Brief: From the piece on sex across species below, extract the passage that opens with the words containing "Clownfish. These fish, like" and closes with "makes large gametes.", copying it word for word.
(Beginning of Page excerpt)
From humans to asparagus, females are females

Many people attempt to undermine the material reality of sex by highlighting weird and wonderful examples of variation in the natural world.

“But clownfish change sex [therefore sex is not objectively defined]”

“But some animals don’t have X/Y chromosomes [therefore the human system is unreliable]”

“But some people have reproductive disorders [therefore sex doesn’t exist]”

Here is my response.


Clownfish. These fish, like many others, are sequential hermaphrodites. In the case of clownfish, a group contains one dominant female and if she is removed from the group, a male changes into a female to replace her. Sex change in clownfish occurs when the testicular tissue of the bipotential gonad is regressed and ovarian tissue promoted.  

How to recognise a female clownfish: She’s usually big. Oh, and she makes large gametes.
(End of Page excerpt)
(Beginning of Records supplied)
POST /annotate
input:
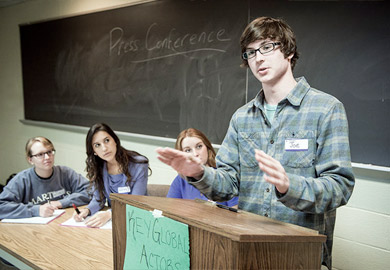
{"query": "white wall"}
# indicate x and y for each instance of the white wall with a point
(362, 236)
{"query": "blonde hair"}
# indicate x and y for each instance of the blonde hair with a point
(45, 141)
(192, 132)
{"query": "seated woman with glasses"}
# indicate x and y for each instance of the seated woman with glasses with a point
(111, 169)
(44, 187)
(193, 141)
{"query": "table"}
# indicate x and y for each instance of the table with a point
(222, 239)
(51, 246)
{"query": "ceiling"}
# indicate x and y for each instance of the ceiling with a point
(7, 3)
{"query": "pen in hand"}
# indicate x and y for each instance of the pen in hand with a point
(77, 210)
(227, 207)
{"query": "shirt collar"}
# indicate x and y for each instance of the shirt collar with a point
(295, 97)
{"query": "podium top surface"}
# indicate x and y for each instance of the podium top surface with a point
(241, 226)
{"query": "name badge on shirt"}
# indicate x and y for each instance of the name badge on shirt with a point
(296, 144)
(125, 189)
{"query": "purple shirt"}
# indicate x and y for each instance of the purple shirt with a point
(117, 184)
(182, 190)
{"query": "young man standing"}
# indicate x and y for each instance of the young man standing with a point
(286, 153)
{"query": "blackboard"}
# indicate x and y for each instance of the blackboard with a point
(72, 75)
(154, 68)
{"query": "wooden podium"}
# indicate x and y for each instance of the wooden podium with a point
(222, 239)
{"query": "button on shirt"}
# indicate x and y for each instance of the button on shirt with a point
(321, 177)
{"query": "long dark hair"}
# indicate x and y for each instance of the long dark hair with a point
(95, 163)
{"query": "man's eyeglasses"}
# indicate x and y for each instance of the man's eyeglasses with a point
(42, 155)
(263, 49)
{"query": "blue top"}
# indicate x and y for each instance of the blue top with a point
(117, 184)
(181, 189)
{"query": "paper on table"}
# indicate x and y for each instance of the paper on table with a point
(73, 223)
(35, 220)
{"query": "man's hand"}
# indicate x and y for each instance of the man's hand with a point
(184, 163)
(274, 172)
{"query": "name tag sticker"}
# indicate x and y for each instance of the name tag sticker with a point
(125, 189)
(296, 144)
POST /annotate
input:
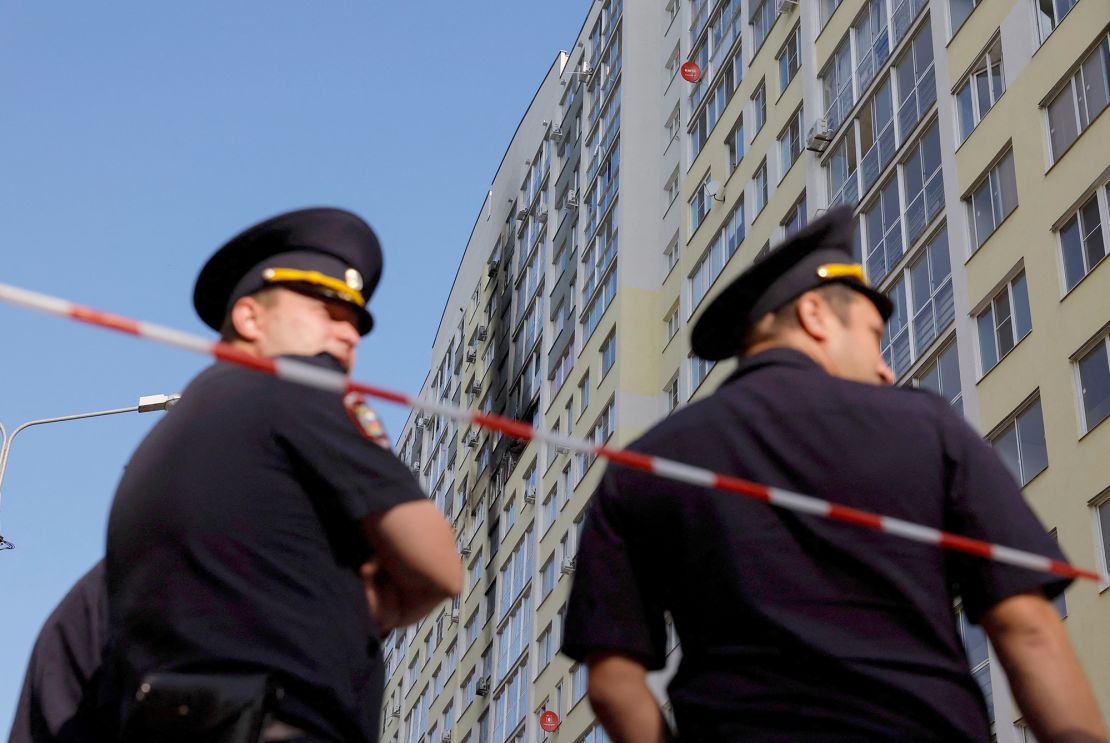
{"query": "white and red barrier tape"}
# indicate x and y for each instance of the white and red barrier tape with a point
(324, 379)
(End of Records supplied)
Answer space:
Clownfish. These fish, like many others, are sequential hermaphrodites. In the case of clownfish, a group contains one dominant female and if she is removed from the group, a male changes into a female to replace her. Sex change in clownfish occurs when the testicular tissue of the bipotential gonad is regressed and ovarian tissue promoted.  

How to recognise a female clownfish: She’s usually big. Oh, and she makes large gametes.